### Directive
Gather every line in the records below that contains the word "wood", and copy each one without changes.

### Data entries
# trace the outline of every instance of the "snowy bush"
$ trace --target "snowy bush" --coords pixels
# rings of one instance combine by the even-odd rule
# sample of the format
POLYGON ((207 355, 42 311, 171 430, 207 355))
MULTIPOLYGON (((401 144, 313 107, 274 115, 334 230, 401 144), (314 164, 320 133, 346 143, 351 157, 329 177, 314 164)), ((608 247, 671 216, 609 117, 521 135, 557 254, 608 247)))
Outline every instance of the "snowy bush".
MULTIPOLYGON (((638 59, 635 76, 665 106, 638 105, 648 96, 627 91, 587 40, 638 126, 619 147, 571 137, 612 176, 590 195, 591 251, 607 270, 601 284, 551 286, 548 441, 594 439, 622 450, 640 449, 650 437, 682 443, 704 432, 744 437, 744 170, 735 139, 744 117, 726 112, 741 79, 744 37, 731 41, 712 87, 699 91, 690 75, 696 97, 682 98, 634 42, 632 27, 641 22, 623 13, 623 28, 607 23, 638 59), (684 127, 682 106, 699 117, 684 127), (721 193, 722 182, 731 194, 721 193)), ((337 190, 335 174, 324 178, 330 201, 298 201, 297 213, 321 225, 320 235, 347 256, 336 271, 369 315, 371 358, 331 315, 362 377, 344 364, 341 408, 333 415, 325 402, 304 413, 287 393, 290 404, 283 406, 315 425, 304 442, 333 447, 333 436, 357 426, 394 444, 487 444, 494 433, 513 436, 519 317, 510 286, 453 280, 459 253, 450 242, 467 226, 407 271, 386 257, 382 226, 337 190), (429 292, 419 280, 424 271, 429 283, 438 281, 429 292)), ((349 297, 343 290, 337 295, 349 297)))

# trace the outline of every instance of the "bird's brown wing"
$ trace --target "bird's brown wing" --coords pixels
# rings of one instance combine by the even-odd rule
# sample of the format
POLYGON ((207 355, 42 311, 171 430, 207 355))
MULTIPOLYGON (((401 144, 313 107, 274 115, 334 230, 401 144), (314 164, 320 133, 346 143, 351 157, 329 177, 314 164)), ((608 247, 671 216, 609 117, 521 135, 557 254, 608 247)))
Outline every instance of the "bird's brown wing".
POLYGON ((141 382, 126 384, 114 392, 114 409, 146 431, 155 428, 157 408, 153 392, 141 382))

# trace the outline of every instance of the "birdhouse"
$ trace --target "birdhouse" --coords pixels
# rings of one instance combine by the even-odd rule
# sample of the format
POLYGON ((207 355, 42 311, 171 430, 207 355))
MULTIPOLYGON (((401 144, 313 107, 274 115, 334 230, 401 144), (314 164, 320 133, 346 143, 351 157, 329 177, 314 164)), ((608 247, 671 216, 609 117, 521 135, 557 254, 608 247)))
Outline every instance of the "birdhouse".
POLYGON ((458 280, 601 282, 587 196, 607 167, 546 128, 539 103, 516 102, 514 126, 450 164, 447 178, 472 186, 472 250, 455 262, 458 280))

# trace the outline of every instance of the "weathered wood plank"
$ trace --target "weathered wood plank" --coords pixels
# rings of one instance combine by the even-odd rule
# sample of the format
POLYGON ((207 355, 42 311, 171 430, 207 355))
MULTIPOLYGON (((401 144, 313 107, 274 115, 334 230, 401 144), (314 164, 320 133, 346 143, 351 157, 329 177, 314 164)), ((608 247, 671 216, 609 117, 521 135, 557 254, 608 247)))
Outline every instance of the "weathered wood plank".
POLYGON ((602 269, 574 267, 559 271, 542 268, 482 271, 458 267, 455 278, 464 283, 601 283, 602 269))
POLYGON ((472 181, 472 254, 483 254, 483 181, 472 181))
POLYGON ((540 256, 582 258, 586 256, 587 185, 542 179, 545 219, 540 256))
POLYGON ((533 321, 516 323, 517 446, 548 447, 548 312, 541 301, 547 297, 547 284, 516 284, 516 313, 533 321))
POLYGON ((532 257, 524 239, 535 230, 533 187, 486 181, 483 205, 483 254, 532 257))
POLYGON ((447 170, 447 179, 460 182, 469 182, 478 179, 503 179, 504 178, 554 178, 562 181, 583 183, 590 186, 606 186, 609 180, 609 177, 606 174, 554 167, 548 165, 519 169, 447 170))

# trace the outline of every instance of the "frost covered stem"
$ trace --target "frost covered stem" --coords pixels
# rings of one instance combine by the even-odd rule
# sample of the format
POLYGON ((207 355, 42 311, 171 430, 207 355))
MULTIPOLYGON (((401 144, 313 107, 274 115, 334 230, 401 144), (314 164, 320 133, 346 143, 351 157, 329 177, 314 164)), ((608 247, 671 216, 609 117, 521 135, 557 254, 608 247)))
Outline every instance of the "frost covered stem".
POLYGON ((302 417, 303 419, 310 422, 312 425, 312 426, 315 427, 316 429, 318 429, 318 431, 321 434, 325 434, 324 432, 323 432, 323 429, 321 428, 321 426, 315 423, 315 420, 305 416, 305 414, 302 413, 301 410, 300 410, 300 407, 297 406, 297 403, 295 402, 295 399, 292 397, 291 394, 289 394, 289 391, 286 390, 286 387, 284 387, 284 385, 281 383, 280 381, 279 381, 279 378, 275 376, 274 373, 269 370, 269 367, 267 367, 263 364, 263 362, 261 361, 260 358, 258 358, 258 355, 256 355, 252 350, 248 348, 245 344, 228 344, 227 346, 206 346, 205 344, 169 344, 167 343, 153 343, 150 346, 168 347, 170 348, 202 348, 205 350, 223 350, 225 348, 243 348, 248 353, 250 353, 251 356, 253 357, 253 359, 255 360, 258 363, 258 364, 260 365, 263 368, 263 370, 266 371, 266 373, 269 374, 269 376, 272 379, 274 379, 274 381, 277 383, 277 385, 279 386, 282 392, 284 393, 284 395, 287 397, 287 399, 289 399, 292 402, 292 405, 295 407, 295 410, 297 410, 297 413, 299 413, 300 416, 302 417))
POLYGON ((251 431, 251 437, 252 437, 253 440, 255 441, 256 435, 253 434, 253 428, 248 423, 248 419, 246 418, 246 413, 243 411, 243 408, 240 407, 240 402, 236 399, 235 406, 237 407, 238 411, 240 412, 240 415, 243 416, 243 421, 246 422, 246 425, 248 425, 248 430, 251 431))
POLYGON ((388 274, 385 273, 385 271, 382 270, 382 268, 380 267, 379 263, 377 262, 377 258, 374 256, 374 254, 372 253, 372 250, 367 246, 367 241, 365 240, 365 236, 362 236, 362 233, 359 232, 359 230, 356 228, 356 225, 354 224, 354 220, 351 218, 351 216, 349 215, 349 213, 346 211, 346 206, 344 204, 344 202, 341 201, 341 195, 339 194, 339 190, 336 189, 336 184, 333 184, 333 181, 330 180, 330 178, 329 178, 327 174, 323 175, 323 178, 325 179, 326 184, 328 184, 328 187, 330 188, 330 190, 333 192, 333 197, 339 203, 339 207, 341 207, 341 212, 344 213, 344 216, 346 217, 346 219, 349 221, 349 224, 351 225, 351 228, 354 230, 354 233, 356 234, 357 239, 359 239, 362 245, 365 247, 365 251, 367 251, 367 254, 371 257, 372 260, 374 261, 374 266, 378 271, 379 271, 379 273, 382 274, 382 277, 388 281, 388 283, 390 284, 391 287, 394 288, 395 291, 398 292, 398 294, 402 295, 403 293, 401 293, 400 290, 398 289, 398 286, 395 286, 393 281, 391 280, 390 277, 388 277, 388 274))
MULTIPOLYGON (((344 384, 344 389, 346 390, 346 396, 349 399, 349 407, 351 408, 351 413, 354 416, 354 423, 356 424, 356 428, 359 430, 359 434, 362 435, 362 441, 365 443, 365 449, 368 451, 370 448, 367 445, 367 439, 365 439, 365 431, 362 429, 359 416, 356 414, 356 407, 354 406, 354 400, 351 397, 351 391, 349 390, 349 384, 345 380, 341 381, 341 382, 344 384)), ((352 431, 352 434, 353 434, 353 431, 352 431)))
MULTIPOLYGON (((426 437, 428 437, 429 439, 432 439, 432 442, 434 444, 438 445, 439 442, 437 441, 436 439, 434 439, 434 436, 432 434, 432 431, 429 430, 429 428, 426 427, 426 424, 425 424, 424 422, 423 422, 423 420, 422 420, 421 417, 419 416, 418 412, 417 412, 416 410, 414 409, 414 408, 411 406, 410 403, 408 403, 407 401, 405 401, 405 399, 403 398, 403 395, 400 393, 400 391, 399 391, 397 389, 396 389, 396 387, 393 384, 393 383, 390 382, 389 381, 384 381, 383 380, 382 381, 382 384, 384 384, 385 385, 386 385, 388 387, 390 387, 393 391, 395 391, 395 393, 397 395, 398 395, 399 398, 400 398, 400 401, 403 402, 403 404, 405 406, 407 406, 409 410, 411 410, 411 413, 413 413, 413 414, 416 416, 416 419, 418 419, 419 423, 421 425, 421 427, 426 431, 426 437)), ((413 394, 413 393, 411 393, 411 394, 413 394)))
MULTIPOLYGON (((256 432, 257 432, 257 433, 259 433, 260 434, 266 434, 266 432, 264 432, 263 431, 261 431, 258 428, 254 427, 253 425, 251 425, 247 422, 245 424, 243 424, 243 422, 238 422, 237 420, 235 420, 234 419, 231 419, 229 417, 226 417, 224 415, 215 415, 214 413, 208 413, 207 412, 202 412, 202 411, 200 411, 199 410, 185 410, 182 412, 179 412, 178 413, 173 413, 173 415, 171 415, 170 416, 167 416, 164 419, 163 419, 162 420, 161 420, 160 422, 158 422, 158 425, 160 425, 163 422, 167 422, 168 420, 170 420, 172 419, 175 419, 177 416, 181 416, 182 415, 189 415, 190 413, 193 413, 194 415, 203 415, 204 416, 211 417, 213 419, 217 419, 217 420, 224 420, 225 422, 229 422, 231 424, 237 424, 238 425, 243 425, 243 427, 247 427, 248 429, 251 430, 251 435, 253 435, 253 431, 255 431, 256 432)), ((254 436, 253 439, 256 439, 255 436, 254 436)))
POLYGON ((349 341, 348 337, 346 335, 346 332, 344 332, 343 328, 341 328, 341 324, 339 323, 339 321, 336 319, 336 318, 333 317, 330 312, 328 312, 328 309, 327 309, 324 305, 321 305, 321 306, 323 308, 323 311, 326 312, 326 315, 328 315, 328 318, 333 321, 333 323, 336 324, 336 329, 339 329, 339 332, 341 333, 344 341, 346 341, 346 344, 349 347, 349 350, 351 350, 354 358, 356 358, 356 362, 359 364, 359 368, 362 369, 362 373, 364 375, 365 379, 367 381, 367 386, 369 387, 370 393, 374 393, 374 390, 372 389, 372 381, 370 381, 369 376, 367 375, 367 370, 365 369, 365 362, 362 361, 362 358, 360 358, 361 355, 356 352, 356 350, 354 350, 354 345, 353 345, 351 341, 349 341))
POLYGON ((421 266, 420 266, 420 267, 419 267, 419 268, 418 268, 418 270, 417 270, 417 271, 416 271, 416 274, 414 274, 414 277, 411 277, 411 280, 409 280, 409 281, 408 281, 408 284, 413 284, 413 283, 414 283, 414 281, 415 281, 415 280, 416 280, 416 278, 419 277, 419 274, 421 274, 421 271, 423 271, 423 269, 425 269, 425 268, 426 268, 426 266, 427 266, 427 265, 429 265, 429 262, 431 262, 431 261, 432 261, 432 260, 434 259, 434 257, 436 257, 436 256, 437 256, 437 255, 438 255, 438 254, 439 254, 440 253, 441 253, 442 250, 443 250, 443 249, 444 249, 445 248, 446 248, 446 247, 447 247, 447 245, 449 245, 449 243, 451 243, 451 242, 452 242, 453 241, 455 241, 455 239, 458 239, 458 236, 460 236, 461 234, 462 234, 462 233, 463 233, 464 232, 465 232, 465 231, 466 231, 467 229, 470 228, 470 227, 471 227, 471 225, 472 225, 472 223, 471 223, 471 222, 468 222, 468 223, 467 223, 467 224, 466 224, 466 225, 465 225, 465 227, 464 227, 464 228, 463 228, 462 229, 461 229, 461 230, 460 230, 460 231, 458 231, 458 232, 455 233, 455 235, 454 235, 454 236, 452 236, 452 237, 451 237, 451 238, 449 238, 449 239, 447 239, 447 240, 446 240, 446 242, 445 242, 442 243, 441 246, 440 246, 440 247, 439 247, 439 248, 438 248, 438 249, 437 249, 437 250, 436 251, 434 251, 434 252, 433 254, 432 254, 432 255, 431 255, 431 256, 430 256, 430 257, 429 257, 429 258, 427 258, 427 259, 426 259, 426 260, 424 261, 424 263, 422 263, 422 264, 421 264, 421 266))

### Exercise output
# trace the outline of every instance of the "weathered wood plank"
$ trace --target "weathered wood plank" --coords pixels
Outline every instance of the "weathered wood plank".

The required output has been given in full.